═══ RECORD EXTRACTS
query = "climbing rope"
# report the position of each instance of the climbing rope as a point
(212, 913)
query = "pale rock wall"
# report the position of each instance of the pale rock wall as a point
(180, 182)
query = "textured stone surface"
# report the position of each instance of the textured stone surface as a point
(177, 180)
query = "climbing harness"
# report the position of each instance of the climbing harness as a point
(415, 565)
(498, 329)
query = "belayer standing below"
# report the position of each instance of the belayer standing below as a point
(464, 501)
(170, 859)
══════
═══ RECORD EXTRACTS
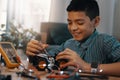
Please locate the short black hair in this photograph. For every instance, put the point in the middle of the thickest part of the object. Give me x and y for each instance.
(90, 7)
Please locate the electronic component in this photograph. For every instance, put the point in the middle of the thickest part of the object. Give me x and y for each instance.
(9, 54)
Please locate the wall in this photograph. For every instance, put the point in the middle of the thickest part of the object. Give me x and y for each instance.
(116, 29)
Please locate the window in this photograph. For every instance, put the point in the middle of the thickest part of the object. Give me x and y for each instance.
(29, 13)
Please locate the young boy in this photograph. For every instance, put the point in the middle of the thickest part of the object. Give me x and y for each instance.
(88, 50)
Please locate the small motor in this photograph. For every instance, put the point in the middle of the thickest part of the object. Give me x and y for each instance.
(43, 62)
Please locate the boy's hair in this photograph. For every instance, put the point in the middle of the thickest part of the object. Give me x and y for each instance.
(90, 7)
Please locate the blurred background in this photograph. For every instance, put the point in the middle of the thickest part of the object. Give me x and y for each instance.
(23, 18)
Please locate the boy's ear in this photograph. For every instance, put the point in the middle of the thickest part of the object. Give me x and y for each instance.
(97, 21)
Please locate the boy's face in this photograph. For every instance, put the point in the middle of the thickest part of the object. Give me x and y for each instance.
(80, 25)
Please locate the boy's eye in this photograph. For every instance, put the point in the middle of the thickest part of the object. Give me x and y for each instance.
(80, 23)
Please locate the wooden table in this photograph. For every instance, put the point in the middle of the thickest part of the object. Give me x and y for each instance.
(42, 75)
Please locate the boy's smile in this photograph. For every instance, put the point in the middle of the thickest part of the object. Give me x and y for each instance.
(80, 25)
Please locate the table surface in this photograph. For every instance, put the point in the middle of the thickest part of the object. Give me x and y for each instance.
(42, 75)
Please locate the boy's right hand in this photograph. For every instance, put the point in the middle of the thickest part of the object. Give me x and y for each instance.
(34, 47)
══════
═══ RECORD EXTRACTS
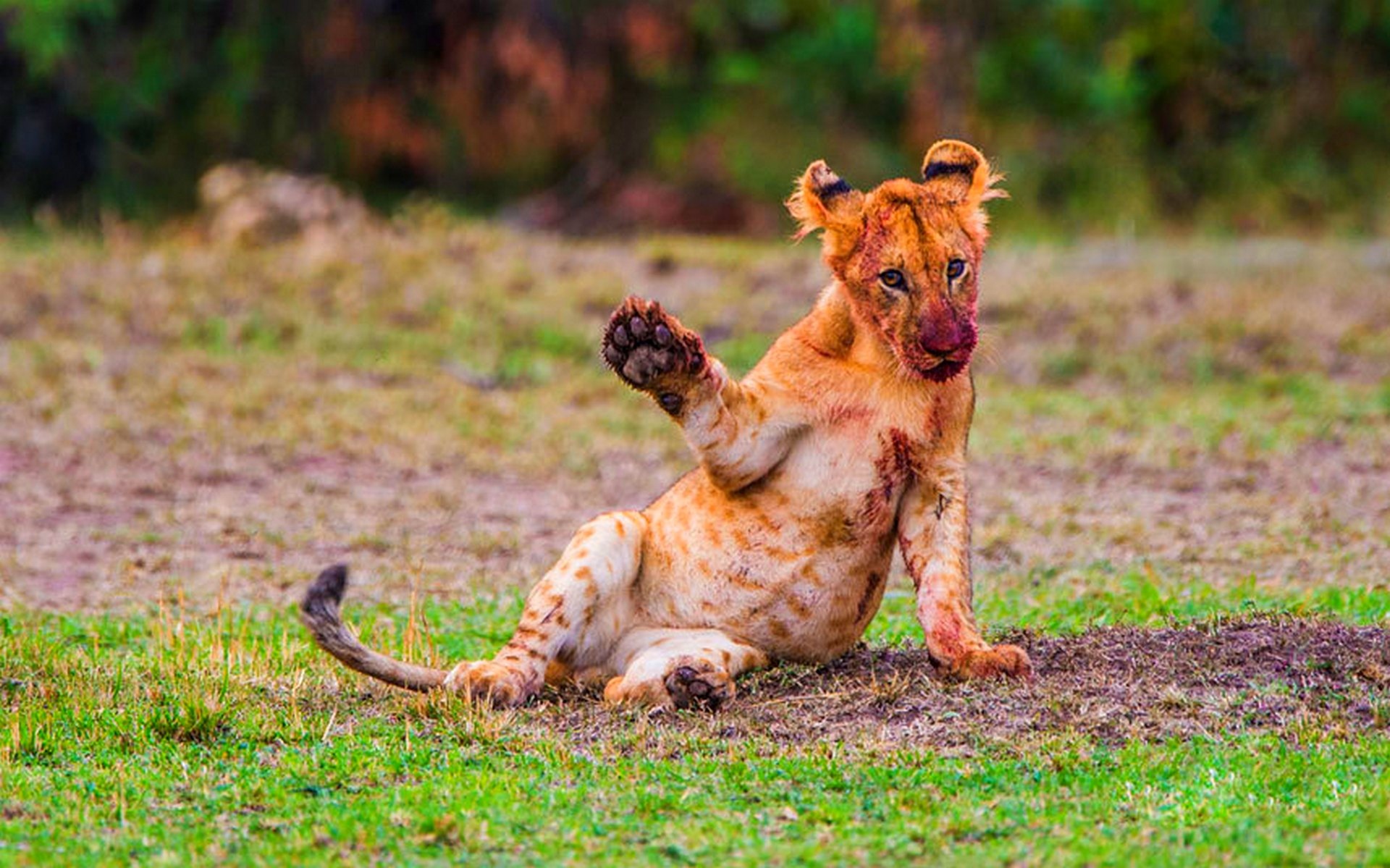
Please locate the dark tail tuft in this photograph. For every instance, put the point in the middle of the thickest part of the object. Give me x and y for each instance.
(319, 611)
══════
§ EXERCISE REQUIREMENTS
Look through the records and copy every line that has the word "query".

§ RESPONSE
query = "climbing rope"
query = "pale rock wall"
query = "textured stone surface"
query = "climbing harness"
query = "belayer standing below"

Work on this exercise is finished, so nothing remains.